• **Source text**
Living as a Baby Boomer I heard one message from my culture that was loud and clear: “More is better.” This was the message post-Depression, post-WWII, post 1950’s recession, a period of over 20 years of belt-tightening and making-do. Having more meant moving up the ladder from lower- to upper-middle-class. It meant laundering at home, buying your own music to play on your own record machine, and a second pair of dress shoes.
The “more is better” mantra came home to me as early as age four, when a kid in my kindergarten had the temerity to purchase ten nonpareil candies for a dime during recess! Unheard of in 1956! Later, at age twelve I witnessed a boy in the bowling league who came into the lanes dressed in his own custom bowling shirt (replete with his name emblazoned on the back), fancy shoes, and blue-swirl ball, and leather bag. He swaggered like a mini-Trump, as if to say, “I’ve made it. Have you?”
At home we were content with our black and white TV and rabbit ears antenna. We eventually replaced it with a marvelous B&W portable on a rolling stand (more!), so that the nightly news could assault our sensibilities with images of the Vietnam war all through supper. Eventually we got a color set (more!); Mom got a dishwasher (more, more!); and we finally installed a big air conditioner in the living room wall that cooled the entire house (more, more, more!).
But we were still pretty frugal. Dad shopped for discounts, cut coupons, and bought only used cars. We had to twist his arm to spend the extra to buy the much tastier brand name cranberry sauce for our chicken. Mom kept shutting off the A/C to save electricity. None of us got rid of stuff until it broke down, which seemed to take forever back then; most everything was built to last twenty or more years.
Today many of us, especially the young, assume most appliances will be obsolete within a matter of months. There seems always to be a new iteration coming along for everything. “More is better” has been replaced by “it’s never too much”. And so we spend lots of cash on stuff we really don’t need right now, on edibles that really don’t nourish the body, and on technology that creates a need as soon as we plug it in.
I’ve been working on a new perspective. Rather than “more is better”, or “it’s never too much”, I am pushing: “I am enough; I have enough; there is enough.” Try saying that next time you hear about a 5G phone, or an 80 inch 3-D, LED, curved screen, ultra HDTV with built in fridge and maid service!
Or try saying it when you’re feeling lonely, empty, anxious, stressed, fearful, depressed, or needy.

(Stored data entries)
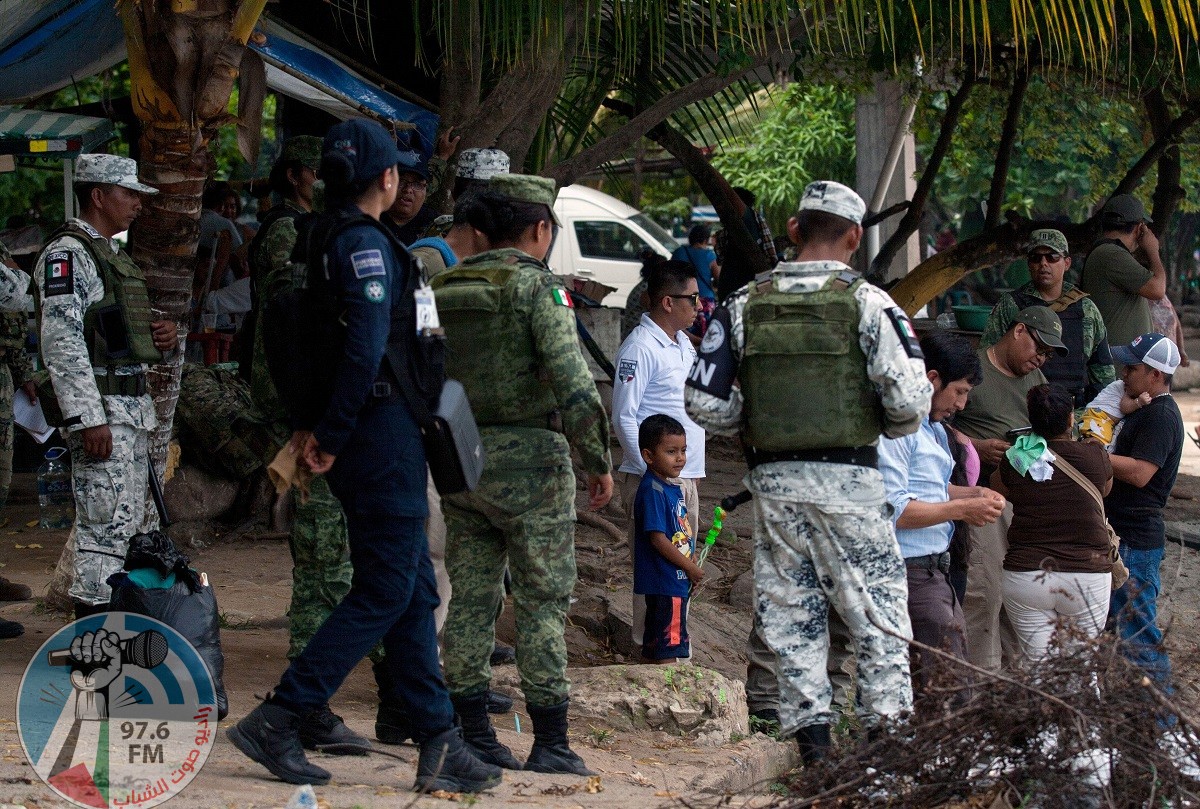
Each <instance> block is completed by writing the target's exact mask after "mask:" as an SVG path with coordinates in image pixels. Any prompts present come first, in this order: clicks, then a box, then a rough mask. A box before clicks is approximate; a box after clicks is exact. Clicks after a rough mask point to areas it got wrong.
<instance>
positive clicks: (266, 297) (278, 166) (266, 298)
mask: <svg viewBox="0 0 1200 809" xmlns="http://www.w3.org/2000/svg"><path fill="white" fill-rule="evenodd" d="M318 168H320V138H318V137H316V136H308V134H301V136H298V137H294V138H288V140H287V142H284V144H283V150H282V151H281V154H280V158H278V161H276V163H275V167H274V168H271V178H270V180H271V188H272V190H274V191H275V192H276V193H277V194H278V196H280V197H281V199H282V202H281V203H280V205H277V206H276V208H271V209H269V210H268V211H266V215H265V216H264V217H263V223H262V226H260V227H259V229H258V233H257V234H256V235H254V240H253V241H252V242H251V244H250V272H251V283H252V286H253V288H254V317H253V323H254V337H253V340H254V353H253V358H252V359H251V364H250V391H251V397H252V398H253V400H254V406H256V407H257V408H258V409H259V411H260V412H262V413H263V415H265V417H268V418H271V419H276V420H278V421H287V418H288V415H287V411H286V409H284V407H283V404H282V403H281V402H280V397H278V394H277V392H276V390H275V383H272V382H271V374H270V371H269V370H268V367H266V349H265V348H264V344H263V318H262V308H263V304H264V302H265V301H266V300H270V299H271V298H272V296H274V295H275V294H277V293H280V292H282V290H284V289H286V288H287V287H289V286H290V283H292V271H290V268H288V266H287V263H288V258H289V257H290V256H292V248H293V247H294V246H295V242H296V220H299V218H300V217H301V216H304V215H305V214H307V212H308V211H311V210H312V203H313V200H312V196H313V194H312V188H313V184H314V182H316V181H317V169H318ZM308 492H310V496H308V499H307V501H304V502H301V498H300V496H299V493H298V492H296V491H295V490H292V493H290V495H289V496H290V497H293V498H294V499H295V516H294V519H293V522H292V535H290V538H289V539H290V549H292V564H293V568H292V604H290V606H289V607H288V619H289V627H288V628H289V630H290V636H292V637H290V643H289V646H288V658H295V657H296V655H298V654H300V652H302V651H304V647H305V646H306V645H307V643H308V639H310V637H312V636H313V635H314V634H316V631H317V629H319V628H320V624H323V623H324V622H325V618H326V617H329V613H330V612H331V611H332V609H334V607H335V606H337V603H338V601H341V600H342V598H343V597H344V595H346V594H347V593H348V592H349V589H350V576H352V575H353V574H354V569H353V568H352V567H350V550H349V544H348V541H347V533H346V515H344V514H343V513H342V504H341V503H338V502H337V498H336V497H334V492H331V491H330V489H329V483H328V481H326V480H325V478H324V475H314V477H313V479H312V483H311V484H310V490H308Z"/></svg>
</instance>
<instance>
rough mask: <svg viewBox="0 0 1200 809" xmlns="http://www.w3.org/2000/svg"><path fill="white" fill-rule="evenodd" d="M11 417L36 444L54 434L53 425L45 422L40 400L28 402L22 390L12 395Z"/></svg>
mask: <svg viewBox="0 0 1200 809" xmlns="http://www.w3.org/2000/svg"><path fill="white" fill-rule="evenodd" d="M12 417H13V421H16V423H17V426H18V427H24V429H25V431H26V432H29V435H30V436H32V437H34V439H35V441H36V442H37V443H38V444H44V443H46V442H47V441H48V439H49V437H50V436H53V435H54V427H52V426H50V425H48V424H46V415H44V414H43V413H42V404H41V403H40V402H30V401H29V396H26V395H25V391H24V390H16V391H13V395H12Z"/></svg>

• **How to complete this task**
In the essay on consumer habits, condense the paragraph beginning "But we were still pretty frugal" into a short bulleted list that keeps its main facts. These records have nothing to do with the essay on consumer habits.

• **Finished task**
- The family stayed fairly frugal.
- Dad looked for discounts, clipped coupons, and bought only used cars.
- He had to be pushed to pay extra for the tastier brand-name cranberry sauce.
- Mom kept turning off the A/C to save electricity.
- Nobody got rid of anything until it broke, which took a long time because most things were built to last twenty or more years.